(Natural language region descriptions)

☆ ☆ ☆ ☆ ☆ ☆ ☆

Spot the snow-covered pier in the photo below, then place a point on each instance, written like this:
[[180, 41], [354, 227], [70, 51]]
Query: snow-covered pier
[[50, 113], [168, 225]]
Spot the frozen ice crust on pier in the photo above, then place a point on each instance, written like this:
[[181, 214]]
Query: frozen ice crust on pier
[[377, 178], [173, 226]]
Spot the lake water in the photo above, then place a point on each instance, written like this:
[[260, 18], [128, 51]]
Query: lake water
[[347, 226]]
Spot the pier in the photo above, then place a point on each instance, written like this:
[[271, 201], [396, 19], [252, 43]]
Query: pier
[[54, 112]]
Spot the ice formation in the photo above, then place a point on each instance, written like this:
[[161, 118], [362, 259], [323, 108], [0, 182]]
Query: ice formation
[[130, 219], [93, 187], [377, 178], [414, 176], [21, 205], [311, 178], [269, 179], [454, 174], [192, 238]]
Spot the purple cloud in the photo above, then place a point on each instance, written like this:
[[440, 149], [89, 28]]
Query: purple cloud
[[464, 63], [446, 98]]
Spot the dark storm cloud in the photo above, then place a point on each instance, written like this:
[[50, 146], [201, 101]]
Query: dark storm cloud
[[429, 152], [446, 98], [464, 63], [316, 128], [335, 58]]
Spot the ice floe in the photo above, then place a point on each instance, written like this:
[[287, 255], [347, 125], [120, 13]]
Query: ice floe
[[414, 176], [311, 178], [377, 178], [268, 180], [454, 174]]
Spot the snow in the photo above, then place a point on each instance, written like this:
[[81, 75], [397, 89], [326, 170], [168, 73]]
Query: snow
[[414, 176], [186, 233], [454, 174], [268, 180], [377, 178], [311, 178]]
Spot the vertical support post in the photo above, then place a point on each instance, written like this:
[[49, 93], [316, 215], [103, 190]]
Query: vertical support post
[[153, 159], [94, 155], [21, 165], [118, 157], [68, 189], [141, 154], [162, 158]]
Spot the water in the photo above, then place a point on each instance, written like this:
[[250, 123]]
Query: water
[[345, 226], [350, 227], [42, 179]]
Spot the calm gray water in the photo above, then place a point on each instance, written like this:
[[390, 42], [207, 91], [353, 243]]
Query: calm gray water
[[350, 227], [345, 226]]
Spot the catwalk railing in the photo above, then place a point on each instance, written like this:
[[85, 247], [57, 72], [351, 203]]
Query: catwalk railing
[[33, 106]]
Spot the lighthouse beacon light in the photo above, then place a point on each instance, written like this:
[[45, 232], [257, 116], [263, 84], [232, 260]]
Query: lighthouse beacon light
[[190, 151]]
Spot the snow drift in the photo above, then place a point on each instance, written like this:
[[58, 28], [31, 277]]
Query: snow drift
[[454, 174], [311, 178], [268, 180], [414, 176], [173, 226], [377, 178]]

☆ ☆ ☆ ☆ ☆ ☆ ☆

--- Task objective ---
For the lines above, output exactly those from the line containing "Spot the ice formation" through the line containing "Spot the lighthouse", and skip the others.

--- Answer for this exercise ---
Spot the ice formation in the photo above, then place a point on each instance, written like this:
[[161, 118], [362, 259], [323, 108], [0, 182]]
Query: ice formation
[[130, 219], [93, 187], [377, 178], [414, 176], [21, 205], [311, 178], [269, 179], [454, 174], [192, 238]]
Spot the purple cloud in the photo above, then place a point on each instance, written like this:
[[440, 149], [89, 28]]
Query: purple cloud
[[464, 63], [446, 98]]
Spot the dark storm cloud in the photo above, then place a point on each instance, written like this:
[[50, 146], [201, 101]]
Query: dark storm cloud
[[429, 152], [446, 98], [464, 63], [316, 128], [335, 58]]
Spot the ice floe in the photo above, then place a point on each instance, written like this:
[[287, 255], [347, 125], [120, 13]]
Query: ice floe
[[414, 176], [311, 178], [377, 178], [268, 180], [454, 174]]
Spot the snow in the photo above, then place a point on each instance, written like this:
[[81, 75], [397, 89], [326, 170], [168, 73]]
Query: snow
[[414, 176], [186, 233], [454, 174], [268, 180], [377, 178], [311, 178]]
Spot the vertical support post in the photo above, then place a point on each instance, written like this:
[[49, 93], [316, 215], [103, 190]]
Query: vertical support post
[[153, 159], [94, 155], [21, 165], [118, 157], [68, 189], [141, 154], [162, 158]]
Spot the water in the photo above, then place a point on each instance, written like this:
[[250, 123]]
Query: water
[[345, 226], [350, 227], [42, 179]]
Spot the calm gray water in the photo above, then place a point on each instance, written like this:
[[390, 42], [207, 91], [353, 243]]
Query: calm gray water
[[350, 227], [345, 226]]
Spot the catwalk railing in the photo above, then place a point on each instance, written like this:
[[85, 247], [57, 72], [351, 203]]
Query: catwalk railing
[[33, 106]]
Spot the lighthouse beacon light in the photo above, then place a point on each instance, written like this:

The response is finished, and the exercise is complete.